- **Activity 1**
In the article about Ioan Gruffudd, take the part that opens with the words containing "Welsh wizard" and closes with "no mean feat.", and write it out again, replacing "no mean feat" with "no small task".
- **Activity 2**
Carry on the article about Ioan Gruffudd from the point where it stops.

Source:
https://scmp.com/article/612346/welsh-wizard

Welsh wizard

He may be Mr Fantastic in Hollywood but Ioan Gruffudd knows he's got a lot to live up to. It hardly helps that you're automatically dubbed 'the next Richard Burton' simply for coming from the same country. He says he's been branded with that label and is well aware that following the likes of Burton and Sir Anthony Hopkins is no mean feat.

'Those guys are not only Welsh legends, they're legends of acting, so if I come anywhere near that I'd have had an amazing career.'

Now 34, the affable Cardiff-born star is heading in the right direction. This year saw him reprise his role as comic book hero Reed Richards - that's Mr Fantastic to you - for the sequel Fantastic Four: Rise of the Silver Surfer. Grossing US$286 million worldwide, in what was a crowded summer marketplace, it has cemented the Welshman's position as a major Hollywood player. 'It has transformed my career, being in this franchise,' he says. 'It's raised my profile immensely and opened so many doors. I don't think I would've got Amazing Grace had it not been for the success of Fantastic Four.'

Although far from a big-budget studio film, Amazing Grace sees Gruffudd play William Wilberforce, the 19th-century anti-slave trade pioneer who took on the British establishment with a stoic resolve to bring the practice to an end.

'I just loved the story,' he says. 'I've always been involved with period costume dramas, from the very beginning. But what's great about it is that they're such brilliant characters, either from life or literature, and it's a pleasure to play these parts. They reflect so well on me as an actor. I'm quite enjoying the fact that I'm carving a niche for myself as the go-to guy for heroic leading men.'

While this is true - most notably in the long-running maritime TV series Hornblower that first brought him to the attention of British audiences - Gruffudd was not cast in Amazing Grace for his ability to look good in period costume. 'As soon as I met him, I saw that soulfulness that he had in him,' says the film's veteran director Michael Apted. 'That sort of emotion that he had in him. It wouldn't do to have a Wilberforce that was kind of icy and cold.' And it didn't hurt, the director concedes, that The Fantastic Four had given Gruffudd some 'marquee credibility' which helped when financing the film. 'He was clearly the man for the job.'

Gruffudd admits that he knew very little about Wilberforce or the slave trade. 'I didn't cover it hardly at all in my history lessons,' he says.

'I didn't realise there was a big difference between the abolition of the slave trade and the abolition of slavery, which was 30 years later. I also didn't realise that Britain was sort of built on the back of slaves.' Fortunately he was given a crash course in English history by Apted, and read some 'extensive biographies' on Wilberforce.

'He was an extraordinary man to dedicate his entire life to this cause,' says the actor.

- **Recorded information**
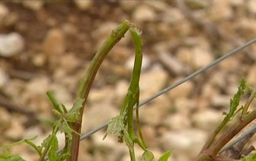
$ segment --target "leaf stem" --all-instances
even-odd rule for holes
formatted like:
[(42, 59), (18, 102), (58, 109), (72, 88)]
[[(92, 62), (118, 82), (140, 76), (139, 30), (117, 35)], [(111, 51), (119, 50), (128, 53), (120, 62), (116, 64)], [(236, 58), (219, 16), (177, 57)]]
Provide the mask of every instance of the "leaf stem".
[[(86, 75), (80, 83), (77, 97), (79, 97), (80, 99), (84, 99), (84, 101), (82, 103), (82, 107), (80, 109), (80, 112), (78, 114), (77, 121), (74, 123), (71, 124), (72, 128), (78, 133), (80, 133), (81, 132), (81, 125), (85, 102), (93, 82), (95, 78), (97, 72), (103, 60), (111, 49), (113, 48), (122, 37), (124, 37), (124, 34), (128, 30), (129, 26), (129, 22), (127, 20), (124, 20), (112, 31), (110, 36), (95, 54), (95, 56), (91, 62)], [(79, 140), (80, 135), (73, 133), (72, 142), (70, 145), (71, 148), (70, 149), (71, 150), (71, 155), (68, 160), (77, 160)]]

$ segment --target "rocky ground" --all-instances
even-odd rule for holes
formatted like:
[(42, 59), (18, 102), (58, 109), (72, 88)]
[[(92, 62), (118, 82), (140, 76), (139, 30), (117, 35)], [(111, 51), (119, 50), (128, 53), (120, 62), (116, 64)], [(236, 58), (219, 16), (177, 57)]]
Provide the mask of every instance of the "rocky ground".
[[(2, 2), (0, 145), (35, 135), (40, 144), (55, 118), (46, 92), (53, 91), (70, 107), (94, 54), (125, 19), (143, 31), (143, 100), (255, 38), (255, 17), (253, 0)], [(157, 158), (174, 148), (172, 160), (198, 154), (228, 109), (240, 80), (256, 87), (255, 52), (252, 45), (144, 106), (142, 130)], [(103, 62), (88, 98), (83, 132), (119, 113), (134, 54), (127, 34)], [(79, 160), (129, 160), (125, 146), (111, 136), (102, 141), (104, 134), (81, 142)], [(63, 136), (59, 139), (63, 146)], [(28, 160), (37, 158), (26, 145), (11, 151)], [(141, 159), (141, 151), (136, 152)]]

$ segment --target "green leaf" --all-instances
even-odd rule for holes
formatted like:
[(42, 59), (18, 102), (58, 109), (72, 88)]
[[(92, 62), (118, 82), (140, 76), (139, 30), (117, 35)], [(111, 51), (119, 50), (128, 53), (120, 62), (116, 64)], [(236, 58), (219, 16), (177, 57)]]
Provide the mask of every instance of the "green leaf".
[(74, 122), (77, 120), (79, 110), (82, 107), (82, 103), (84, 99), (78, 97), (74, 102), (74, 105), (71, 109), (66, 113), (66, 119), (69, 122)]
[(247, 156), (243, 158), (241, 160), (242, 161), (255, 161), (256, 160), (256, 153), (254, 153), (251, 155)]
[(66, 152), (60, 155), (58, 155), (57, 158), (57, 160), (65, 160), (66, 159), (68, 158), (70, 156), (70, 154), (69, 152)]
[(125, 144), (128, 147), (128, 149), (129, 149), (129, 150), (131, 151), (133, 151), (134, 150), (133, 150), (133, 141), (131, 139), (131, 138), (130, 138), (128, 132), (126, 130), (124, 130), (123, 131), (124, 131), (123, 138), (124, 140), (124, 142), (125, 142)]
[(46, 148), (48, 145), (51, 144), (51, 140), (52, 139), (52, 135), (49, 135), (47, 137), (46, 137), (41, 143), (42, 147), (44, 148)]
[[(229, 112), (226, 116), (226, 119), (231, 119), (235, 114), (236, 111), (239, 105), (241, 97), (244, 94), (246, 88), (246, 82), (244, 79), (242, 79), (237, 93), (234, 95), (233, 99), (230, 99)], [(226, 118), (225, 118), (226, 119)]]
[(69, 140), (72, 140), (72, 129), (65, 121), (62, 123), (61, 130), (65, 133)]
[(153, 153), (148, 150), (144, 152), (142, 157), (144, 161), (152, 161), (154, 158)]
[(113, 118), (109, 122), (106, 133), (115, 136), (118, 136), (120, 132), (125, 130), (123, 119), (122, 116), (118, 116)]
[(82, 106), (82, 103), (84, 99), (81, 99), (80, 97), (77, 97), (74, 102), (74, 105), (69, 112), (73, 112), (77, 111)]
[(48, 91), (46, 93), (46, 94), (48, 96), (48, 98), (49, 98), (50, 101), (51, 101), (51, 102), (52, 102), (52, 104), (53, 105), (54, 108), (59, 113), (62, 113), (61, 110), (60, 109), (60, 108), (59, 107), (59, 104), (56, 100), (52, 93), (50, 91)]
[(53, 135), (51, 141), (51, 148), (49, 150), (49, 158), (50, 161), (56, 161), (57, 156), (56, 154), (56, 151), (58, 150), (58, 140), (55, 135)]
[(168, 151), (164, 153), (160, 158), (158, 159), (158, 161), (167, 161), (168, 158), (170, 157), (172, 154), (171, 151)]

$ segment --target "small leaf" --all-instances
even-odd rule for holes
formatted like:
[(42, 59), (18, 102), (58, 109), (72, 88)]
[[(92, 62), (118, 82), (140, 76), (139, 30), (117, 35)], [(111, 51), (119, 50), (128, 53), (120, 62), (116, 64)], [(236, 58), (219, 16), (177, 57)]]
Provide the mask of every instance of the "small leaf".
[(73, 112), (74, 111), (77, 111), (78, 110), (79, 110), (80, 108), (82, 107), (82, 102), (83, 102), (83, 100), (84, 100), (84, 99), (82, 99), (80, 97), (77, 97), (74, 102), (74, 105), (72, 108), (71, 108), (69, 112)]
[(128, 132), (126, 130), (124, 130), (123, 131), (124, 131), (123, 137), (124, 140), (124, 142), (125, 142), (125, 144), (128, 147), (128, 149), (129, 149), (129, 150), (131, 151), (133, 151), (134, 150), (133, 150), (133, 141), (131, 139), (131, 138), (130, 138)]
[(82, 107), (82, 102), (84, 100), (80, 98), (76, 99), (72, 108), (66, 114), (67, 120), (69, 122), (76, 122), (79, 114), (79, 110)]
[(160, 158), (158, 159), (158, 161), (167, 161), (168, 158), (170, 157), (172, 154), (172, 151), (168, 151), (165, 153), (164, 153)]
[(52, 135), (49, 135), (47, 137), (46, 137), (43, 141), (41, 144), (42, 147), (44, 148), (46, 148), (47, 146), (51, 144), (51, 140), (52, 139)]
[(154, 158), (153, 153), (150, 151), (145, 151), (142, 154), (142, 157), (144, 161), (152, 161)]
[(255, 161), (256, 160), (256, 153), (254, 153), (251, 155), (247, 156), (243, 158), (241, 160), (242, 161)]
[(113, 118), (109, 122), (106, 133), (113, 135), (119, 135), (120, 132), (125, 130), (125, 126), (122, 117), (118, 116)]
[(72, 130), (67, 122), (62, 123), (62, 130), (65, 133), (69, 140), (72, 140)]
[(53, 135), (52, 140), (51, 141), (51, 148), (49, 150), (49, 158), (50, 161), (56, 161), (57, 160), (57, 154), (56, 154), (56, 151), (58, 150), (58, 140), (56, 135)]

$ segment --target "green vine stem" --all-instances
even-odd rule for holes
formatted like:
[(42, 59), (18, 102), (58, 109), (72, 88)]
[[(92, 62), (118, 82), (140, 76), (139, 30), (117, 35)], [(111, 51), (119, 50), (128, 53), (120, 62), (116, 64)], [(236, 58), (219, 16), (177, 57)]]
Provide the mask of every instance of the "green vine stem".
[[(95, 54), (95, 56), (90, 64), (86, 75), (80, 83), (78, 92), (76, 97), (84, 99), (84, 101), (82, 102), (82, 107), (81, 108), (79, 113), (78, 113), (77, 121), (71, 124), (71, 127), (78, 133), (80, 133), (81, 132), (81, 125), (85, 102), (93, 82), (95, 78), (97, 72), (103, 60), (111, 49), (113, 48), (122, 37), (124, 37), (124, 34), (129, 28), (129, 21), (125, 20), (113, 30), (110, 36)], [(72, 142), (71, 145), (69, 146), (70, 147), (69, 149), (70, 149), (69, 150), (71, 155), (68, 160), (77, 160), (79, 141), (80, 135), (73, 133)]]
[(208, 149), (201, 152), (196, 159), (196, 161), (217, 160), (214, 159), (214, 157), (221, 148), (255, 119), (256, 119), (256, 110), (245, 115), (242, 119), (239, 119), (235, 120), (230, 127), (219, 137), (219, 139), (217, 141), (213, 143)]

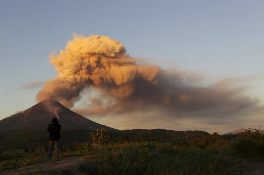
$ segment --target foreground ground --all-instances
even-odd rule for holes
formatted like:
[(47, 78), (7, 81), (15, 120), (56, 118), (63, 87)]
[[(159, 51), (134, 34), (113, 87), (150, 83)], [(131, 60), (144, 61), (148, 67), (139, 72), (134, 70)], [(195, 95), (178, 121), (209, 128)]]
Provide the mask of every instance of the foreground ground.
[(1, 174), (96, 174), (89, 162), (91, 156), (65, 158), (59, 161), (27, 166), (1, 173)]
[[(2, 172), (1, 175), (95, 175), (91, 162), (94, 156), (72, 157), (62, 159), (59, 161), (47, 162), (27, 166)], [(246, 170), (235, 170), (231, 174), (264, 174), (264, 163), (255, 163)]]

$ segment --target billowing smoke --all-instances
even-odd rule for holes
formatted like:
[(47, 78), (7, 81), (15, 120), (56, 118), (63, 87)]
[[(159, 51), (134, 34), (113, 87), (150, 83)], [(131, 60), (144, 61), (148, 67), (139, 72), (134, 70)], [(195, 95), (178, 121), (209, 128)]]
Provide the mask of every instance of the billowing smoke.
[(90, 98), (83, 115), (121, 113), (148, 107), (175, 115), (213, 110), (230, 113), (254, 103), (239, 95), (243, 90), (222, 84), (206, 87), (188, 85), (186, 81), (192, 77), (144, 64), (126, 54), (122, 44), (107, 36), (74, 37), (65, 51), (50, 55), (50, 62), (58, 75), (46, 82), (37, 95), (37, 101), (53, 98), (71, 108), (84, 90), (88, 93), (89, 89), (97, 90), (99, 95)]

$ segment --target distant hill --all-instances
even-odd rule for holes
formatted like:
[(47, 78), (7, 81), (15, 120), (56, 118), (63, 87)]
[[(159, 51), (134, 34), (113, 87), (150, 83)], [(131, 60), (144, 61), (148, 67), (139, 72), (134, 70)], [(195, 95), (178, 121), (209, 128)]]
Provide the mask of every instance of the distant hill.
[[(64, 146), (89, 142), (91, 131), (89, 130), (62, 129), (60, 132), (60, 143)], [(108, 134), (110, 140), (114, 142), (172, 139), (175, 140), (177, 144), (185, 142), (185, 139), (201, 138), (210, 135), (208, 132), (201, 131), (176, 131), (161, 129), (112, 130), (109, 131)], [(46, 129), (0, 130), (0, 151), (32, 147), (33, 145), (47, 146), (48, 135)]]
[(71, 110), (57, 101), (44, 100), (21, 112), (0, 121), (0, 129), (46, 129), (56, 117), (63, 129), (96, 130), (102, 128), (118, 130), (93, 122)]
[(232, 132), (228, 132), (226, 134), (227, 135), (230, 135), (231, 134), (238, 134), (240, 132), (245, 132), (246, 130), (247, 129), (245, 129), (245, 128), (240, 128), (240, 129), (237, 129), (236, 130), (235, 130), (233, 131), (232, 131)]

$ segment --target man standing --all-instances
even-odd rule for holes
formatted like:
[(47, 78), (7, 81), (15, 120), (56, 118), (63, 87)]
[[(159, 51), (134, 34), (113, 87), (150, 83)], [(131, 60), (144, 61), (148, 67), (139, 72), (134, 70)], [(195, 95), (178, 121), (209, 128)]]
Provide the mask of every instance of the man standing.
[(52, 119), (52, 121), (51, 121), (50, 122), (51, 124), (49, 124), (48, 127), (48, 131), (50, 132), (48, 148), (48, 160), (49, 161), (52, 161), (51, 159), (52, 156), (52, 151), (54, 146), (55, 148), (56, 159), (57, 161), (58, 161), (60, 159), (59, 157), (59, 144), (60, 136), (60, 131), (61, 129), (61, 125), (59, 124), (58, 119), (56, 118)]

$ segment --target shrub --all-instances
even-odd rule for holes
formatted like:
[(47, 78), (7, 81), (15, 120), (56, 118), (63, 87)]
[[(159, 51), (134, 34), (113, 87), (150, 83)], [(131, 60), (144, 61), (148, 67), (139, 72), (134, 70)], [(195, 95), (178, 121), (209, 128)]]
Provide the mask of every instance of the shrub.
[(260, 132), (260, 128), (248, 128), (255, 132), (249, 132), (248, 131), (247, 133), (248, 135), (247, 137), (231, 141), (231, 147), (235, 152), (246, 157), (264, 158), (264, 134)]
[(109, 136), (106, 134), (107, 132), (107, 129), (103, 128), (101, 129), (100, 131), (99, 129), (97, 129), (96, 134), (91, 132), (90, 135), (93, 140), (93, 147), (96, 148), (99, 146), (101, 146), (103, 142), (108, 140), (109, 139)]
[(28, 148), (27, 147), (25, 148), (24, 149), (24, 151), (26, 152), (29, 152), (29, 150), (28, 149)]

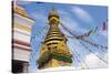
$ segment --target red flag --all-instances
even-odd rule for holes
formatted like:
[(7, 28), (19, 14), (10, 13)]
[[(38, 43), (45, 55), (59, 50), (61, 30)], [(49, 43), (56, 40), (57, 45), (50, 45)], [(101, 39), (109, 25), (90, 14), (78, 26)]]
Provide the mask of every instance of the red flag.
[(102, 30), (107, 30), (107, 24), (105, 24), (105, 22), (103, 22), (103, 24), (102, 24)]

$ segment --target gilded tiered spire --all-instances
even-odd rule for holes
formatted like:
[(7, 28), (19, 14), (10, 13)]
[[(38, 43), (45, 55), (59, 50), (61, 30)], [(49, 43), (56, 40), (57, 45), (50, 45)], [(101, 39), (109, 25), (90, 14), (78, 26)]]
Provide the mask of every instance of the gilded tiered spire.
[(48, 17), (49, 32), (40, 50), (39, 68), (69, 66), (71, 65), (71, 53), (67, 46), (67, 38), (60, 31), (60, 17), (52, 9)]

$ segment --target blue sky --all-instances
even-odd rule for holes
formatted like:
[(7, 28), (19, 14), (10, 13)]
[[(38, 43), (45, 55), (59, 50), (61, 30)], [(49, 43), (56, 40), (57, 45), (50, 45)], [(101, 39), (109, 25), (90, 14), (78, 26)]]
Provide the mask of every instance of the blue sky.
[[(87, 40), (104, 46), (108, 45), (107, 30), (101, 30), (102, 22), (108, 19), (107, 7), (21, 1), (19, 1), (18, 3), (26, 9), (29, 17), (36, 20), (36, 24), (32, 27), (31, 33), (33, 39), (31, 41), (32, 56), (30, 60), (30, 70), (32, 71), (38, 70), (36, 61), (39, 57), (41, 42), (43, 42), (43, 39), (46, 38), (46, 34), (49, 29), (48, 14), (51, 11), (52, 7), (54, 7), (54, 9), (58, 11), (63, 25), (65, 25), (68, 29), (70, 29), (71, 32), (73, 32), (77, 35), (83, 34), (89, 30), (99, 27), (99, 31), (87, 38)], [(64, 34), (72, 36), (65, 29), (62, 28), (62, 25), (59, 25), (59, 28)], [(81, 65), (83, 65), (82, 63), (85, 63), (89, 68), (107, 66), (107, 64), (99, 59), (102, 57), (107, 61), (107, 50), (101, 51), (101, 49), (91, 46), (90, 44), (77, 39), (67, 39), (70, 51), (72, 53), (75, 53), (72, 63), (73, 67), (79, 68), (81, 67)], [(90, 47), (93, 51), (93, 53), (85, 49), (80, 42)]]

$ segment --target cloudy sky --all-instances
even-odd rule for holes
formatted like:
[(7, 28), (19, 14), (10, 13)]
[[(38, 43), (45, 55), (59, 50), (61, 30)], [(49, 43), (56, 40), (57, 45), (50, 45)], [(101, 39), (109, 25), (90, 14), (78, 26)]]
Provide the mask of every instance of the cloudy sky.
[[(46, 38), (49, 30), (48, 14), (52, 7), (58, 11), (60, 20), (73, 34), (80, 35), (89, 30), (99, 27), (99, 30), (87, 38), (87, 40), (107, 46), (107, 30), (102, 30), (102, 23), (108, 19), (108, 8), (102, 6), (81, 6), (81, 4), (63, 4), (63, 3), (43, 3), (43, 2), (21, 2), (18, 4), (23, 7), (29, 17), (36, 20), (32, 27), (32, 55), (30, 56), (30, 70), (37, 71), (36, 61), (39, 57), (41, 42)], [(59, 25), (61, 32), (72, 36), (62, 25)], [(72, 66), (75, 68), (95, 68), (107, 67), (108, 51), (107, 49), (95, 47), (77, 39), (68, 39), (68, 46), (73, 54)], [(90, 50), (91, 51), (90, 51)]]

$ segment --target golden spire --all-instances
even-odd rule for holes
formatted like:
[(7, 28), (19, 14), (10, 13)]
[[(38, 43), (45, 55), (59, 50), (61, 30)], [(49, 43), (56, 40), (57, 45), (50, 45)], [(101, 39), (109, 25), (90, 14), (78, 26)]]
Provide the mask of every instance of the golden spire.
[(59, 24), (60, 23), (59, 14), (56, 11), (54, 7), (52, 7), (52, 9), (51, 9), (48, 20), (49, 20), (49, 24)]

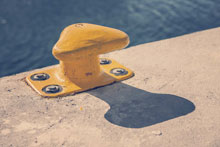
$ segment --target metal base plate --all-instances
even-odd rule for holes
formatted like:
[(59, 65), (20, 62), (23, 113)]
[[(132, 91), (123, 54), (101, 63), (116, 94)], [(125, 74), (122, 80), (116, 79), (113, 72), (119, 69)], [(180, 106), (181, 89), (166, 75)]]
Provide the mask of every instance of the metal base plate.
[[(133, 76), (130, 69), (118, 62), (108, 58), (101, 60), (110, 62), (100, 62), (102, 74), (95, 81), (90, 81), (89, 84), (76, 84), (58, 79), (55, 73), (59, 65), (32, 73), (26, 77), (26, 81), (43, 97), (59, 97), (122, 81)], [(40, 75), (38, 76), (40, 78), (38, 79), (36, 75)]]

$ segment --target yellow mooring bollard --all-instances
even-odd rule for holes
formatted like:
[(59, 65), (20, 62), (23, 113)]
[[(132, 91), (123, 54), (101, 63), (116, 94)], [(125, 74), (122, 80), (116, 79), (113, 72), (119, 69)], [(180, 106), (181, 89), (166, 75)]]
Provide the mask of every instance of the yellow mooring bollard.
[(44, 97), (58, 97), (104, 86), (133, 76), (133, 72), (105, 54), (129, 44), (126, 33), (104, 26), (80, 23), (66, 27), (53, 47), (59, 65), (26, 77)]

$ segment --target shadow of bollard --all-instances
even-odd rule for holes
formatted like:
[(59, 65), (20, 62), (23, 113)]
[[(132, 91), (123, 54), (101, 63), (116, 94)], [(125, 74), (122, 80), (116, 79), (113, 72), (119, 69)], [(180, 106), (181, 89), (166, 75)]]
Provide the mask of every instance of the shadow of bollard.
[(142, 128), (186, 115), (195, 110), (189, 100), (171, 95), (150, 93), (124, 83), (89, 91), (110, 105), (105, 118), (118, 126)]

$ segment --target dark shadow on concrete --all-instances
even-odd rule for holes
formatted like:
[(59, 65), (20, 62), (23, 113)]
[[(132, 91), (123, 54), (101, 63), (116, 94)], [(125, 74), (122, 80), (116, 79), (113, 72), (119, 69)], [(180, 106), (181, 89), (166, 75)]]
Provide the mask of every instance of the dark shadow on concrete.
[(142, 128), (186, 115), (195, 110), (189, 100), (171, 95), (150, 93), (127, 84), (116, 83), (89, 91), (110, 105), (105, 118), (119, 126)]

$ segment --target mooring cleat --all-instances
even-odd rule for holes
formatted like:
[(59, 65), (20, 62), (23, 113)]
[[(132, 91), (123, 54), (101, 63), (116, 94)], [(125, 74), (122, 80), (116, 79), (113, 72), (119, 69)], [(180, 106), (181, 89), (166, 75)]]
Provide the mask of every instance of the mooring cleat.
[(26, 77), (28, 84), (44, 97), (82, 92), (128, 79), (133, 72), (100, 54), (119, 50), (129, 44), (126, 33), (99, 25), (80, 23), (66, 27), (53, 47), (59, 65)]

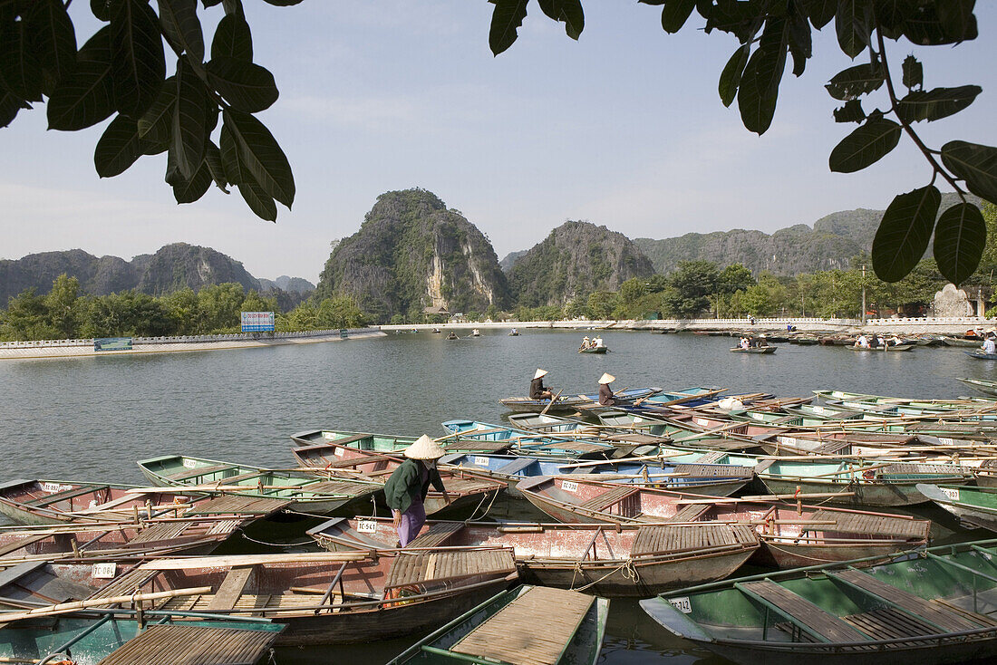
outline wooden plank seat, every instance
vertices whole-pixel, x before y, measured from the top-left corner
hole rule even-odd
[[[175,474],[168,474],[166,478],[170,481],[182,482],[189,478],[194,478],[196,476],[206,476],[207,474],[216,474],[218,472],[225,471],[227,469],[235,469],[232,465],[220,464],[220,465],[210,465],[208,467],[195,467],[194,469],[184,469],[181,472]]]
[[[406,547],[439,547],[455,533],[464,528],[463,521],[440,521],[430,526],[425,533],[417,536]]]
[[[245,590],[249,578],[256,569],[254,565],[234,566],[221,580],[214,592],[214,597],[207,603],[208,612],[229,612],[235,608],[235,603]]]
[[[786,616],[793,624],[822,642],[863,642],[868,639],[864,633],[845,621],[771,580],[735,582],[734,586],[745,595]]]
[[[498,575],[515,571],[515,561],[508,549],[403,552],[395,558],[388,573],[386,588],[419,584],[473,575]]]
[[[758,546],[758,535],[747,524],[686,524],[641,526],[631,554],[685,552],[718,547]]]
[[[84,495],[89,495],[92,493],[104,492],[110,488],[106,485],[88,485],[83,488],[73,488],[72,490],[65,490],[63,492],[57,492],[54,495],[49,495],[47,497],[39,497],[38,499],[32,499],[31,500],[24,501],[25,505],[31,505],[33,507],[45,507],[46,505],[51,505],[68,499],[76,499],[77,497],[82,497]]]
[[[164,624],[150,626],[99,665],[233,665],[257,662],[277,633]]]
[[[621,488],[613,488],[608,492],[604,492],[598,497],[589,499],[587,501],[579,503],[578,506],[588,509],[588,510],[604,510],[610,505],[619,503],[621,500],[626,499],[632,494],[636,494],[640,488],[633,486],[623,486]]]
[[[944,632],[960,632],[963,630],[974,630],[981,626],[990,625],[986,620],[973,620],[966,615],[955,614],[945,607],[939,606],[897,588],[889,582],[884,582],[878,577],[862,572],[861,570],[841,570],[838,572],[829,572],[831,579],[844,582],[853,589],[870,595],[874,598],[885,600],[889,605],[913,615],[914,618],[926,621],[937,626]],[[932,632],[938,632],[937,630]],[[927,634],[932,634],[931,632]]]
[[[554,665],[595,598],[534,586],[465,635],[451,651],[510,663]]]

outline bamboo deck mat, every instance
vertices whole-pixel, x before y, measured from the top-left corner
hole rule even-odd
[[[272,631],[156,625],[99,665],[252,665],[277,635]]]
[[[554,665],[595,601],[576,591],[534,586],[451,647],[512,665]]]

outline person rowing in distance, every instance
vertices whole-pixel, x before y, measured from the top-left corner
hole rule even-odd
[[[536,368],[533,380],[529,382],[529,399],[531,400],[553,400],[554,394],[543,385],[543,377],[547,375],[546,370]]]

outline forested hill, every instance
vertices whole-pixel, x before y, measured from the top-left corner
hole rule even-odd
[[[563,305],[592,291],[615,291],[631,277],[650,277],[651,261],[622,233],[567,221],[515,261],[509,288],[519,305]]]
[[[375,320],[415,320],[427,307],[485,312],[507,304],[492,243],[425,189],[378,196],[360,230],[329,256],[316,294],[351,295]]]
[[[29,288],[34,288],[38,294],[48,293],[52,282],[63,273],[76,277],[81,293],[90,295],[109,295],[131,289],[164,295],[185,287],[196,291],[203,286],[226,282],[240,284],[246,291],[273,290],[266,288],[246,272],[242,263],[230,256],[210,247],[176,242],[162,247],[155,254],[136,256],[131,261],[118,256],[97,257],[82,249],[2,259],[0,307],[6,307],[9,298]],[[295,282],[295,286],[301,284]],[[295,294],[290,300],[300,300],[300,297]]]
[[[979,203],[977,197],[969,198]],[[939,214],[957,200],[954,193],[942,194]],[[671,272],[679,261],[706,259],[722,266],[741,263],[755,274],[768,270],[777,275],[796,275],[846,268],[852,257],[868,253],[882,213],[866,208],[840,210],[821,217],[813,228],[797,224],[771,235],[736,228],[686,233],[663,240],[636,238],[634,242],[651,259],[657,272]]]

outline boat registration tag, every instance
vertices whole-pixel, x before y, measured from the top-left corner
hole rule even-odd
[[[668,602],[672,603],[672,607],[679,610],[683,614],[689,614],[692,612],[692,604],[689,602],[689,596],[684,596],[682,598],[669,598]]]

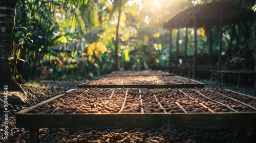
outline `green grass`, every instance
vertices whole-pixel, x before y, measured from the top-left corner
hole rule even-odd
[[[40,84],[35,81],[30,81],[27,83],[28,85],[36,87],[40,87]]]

- **Task answer 1**
Welsh wizard

He may be Mr Fantastic in Hollywood but Ioan Gruffudd knows he's got a lot to live up to. It hardly helps that you're automatically dubbed 'the next Richard Burton' simply for coming from the same country. He says he's been branded with that label and is well aware that following the likes of Burton and Sir Anthony Hopkins is no small task.

- **Task answer 2**
The role also required Gruffudd to sing the film's titular hymn - a task with which he acquits himself admirably.

'Being Welsh, we're very proud of our singing heritage,' he says with a laugh. 'But I'm sure they had [Welsh baritone] Bryn Terfel waiting in the wings just in case.' The film also had an effect on his father, a former deputy headmaster at Gruffudd's old school. 'We had a private screening. I was in America with them, and we went over to the Fox lot and they screened it there for me. And they were all very, very proud. It's a very tearful ending to the movie and the first time I'd ever really seen my father cry.'

This was a vast improvement on the last time Gruffudd showed his father one of his films. At the 2005 premiere of The Fantastic Four, 'he shook my hand and said, 'Yes, well done. Let's go and do something with a little bit more substance next time!'' It's understandable that Gruffudd senior was less than enamoured with a paper-thin comic book film (even if the Hollywood bean counters felt differently). Acting is in the family genes. Gruffudd's grandparents ran an amateur dramatics society, while his mother - also a teacher - liked to act in her spare time. 'But I'm the first one that's doing it professionally,' he says.

Gruffudd has done his family proud. After a spell in his teens on Welsh soap opera Pobol y Cwm he was snapped up by an agent in his final year of training at the prestigious Royal Academy of Dramatic Art. But while he immediately won a role in a short-lived remake of TV series Poldark, it was gently suggested to him that he might change his name (Welsh for John, it's pronounced 'Yo-an') to something more palatable.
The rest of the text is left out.